BEGIN DATA FOR THE TASK

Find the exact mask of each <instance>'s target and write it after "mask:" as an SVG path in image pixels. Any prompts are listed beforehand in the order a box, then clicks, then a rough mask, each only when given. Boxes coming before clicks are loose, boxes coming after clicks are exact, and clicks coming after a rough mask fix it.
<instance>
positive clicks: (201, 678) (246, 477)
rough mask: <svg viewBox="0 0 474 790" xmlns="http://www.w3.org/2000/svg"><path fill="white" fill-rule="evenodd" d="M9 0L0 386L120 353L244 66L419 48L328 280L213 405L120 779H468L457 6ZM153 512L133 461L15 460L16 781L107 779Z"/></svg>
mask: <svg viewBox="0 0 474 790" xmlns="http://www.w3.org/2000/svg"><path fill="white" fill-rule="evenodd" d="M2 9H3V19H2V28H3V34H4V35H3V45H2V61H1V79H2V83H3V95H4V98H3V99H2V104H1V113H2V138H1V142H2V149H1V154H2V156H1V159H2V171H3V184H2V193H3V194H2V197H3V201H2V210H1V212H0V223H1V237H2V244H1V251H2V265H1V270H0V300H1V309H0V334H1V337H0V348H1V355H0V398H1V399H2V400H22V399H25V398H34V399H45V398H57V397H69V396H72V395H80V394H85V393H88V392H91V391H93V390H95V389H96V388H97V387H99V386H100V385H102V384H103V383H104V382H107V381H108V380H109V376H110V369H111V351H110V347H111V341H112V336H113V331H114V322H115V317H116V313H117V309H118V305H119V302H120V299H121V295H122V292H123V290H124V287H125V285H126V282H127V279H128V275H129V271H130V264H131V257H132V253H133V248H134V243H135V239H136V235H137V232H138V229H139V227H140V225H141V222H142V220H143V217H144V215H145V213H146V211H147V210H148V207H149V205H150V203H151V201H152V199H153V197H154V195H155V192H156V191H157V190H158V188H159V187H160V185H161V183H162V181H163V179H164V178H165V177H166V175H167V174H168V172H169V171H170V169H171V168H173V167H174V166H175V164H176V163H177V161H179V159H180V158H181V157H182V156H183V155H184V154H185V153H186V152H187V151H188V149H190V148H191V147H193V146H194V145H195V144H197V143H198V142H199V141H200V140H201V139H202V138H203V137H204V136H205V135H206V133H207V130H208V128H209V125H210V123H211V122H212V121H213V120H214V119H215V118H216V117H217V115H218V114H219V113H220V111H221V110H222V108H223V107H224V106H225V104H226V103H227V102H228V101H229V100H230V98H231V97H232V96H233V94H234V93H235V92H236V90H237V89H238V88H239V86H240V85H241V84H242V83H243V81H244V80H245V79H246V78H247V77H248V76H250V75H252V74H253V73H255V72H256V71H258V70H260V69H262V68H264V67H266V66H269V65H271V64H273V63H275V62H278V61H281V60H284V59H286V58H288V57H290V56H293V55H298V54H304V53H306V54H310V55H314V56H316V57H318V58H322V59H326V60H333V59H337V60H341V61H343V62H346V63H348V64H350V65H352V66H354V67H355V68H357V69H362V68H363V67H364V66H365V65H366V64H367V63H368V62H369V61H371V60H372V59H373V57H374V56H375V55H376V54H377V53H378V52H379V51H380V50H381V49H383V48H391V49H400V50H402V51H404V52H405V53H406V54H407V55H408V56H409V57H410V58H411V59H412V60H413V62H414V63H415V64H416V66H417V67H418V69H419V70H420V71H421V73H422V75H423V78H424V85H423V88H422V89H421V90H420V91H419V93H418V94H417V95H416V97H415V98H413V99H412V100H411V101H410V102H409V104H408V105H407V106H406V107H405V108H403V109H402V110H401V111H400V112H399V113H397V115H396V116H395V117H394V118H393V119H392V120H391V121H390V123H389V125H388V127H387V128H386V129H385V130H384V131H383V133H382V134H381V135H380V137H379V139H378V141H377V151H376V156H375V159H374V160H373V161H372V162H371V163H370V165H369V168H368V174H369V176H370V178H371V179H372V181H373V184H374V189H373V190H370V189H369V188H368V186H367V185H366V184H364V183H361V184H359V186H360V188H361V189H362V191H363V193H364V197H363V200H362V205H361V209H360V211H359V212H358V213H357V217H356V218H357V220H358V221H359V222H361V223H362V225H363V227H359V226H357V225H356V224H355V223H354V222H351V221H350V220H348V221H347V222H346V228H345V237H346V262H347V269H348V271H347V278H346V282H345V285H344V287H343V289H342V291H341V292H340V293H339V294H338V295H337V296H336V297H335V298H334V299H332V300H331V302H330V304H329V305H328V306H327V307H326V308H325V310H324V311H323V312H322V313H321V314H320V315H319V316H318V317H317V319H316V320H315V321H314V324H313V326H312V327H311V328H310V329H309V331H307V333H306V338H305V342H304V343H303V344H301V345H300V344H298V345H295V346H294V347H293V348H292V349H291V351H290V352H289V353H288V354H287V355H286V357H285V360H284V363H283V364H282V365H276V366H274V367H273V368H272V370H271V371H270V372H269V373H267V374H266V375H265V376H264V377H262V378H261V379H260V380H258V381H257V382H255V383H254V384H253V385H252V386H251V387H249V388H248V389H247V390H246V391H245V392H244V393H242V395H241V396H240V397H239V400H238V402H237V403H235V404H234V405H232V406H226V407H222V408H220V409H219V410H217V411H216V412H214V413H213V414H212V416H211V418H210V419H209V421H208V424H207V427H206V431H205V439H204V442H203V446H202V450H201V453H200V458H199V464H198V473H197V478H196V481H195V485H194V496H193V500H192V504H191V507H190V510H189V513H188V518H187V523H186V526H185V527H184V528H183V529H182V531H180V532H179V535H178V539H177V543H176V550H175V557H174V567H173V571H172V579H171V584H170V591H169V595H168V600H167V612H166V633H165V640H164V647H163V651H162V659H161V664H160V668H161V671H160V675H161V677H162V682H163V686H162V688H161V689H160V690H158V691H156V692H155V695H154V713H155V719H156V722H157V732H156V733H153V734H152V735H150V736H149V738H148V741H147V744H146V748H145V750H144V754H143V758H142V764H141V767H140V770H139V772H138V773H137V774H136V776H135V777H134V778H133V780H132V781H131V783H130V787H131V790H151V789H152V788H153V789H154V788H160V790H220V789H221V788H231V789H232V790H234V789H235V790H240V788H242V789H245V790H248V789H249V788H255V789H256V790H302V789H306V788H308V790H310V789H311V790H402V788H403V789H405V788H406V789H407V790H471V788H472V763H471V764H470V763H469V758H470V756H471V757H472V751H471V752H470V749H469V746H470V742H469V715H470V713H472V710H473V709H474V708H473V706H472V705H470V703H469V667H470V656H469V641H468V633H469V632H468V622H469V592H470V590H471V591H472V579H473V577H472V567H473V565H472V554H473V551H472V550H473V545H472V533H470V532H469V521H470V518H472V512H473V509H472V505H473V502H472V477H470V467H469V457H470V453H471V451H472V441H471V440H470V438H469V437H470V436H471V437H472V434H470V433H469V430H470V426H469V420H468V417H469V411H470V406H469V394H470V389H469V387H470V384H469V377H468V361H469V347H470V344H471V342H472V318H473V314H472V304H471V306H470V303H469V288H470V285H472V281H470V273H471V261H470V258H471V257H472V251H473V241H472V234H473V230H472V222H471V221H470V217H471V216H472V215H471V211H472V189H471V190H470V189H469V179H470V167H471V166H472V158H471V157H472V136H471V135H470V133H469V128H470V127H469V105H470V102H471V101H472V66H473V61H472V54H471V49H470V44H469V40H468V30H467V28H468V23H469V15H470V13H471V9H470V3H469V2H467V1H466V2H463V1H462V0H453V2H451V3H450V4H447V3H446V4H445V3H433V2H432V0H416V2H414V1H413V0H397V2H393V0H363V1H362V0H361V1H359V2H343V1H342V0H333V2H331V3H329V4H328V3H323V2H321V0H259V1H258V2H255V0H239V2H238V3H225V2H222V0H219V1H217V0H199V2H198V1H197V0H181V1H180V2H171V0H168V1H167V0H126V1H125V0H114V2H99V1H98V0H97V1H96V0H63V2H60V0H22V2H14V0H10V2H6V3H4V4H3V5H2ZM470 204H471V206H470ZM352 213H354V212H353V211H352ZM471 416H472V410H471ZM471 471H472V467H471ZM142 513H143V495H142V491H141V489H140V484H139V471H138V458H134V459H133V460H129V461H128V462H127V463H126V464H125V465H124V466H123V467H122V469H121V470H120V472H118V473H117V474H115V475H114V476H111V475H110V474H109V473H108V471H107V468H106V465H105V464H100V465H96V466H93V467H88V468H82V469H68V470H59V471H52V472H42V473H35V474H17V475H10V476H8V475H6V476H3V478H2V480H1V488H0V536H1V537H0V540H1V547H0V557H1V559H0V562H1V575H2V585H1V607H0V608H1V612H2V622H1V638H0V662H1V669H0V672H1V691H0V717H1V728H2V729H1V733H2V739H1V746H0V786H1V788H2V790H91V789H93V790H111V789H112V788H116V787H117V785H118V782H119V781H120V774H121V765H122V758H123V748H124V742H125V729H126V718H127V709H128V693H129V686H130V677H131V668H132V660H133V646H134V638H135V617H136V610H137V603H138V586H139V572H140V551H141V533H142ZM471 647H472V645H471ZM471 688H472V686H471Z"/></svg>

END DATA FOR THE TASK

Where a line of the data contains the string "instance", include it in a count, and state that count alone.

SOLUTION: 2